Excerpt provided:
92 patients were included with an 80% follow-up at 6 months. Comparisons between the affected and unaffected limb strengths are reported, showing a difference for flexion, extension, abduction and external rotation. No differences for internal rotation were found.
A major shortcoming from this study however is that the authors do not report the differences between pre- and post-op strengths of the affected limb. Considering this was a prospective study assessing hip strength among surgically treated FAI patients, it is surprising that no follow-up evaluating post-operative hip strength was carried out, or reported.
Additionally, the authors did also not evaluate or report whether there was any pain present during any of the strength tests. Pain will undoubtedly be a limiting factor in the ability to perform these tests. It is therefore unclear whether the deficiency in strength between the affected limb and unaffected limb was due to pain or generalised limited strength in the presence of symptomatic FAI.
Although both limbs measured were statistically significantly different at the time of initial measurement, both limbs, despite these differences, were shown to be predictors of outcome at 6 months. Considering the aims of this study was to identify if 'pre-operative isometric hip strength' correlated with PROs at 6 months, the inclusion of the unaffected limb in the analysis seems unnecessary as there was no direct intervention to this limb and therefore its assessment relative to post-operative outcomes is limited. It would perhaps have been more valuable from a clinical standpoint to attempt to show the extent to which either limbs affect achieving the MCID/PASS/6-month outcomes.
In the main body of the text the MCID and PASS achievability is reported as a percentage of the study group achieving this metric in any one of the three PROs used to assess outcome (78.8% and 74.3% respectively). This formatted reporting can be misleading as the actual proportion of cases achieving MCID and PASS within each of the separate PROs in isolation was less than these values. While this is reported in Table 5 it may have been better placed within the main text.
It should also be noted from Table 6, that all statistically significant correlations with respect to extension and post-op outcomes/MCID/PASS are considered weak in their strength (<0.4) apart from achieving the MCID for HOS-ADL (which had a correlation strength of 0.447, weak-moderate).
Within the regression analysis results of the text the authors report "hip extension measures of the affected side to be the only strength measurement significantly predictive of achieving either MCID or PASS" however this contradicts the results are reported in Table 8 where it is shown that extension of the affected side predicts achieving PASS only. While a statistical significant finding is true here, the borderline magnitude of this significance (p=0.049) should be noted.
Review Group Summary
- The authors introduce an subject area with an research question which was relatively well planned
- The methodology used and the way in which the results are interpreted do not support the conclusion for maximising pre-operative rehabilitation and hip muscle strength as a means to optimize post-operative outcome
- The unaffected limb is just as much a predictor and it is questionable how relevant this finding is for patients undergoing hip arthroscopy for FAI
- The manner and technique with which the tests were performed can result in variability and inaccuracies and the specificity of these techniques used to measure different hip strengths is questionable for its accuracy.
- Pain was not highlighted as a potential limiting factor during hip strength examination.
- The strength of the correlations and clinically important predictor variable identified are weak for the majority.

Stored data:
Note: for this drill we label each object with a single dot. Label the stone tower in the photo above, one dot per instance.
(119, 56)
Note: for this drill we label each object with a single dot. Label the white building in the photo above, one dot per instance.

Tasks to complete:
**1.** Based on the hip strength review, decide whether each statement is true: (a) no differences were found for internal rotation; (b) the authors reported the pre- and post-op strength differences of the affected limb; (c) the significance for extension of the affected side predicting PASS was p=0.049. Answer yes or no for each and quote the words of the text that settle it.
**2.** Render this sentence from the hip strength review in Spanish: "Pain will undoubtedly be a limiting factor in the ability to perform these tests."
The material stands apart from the hip strength review.

Outputs in order:
**1.**
(a) Yes: "No differences for internal rotation were found."
(b) No: "the authors do not report the differences between pre- and post-op strengths of the affected limb."
(c) Yes: "the borderline magnitude of this significance (p=0.049) should be noted."

**2.** El dolor será sin duda un factor limitante en la capacidad de realizar estas pruebas.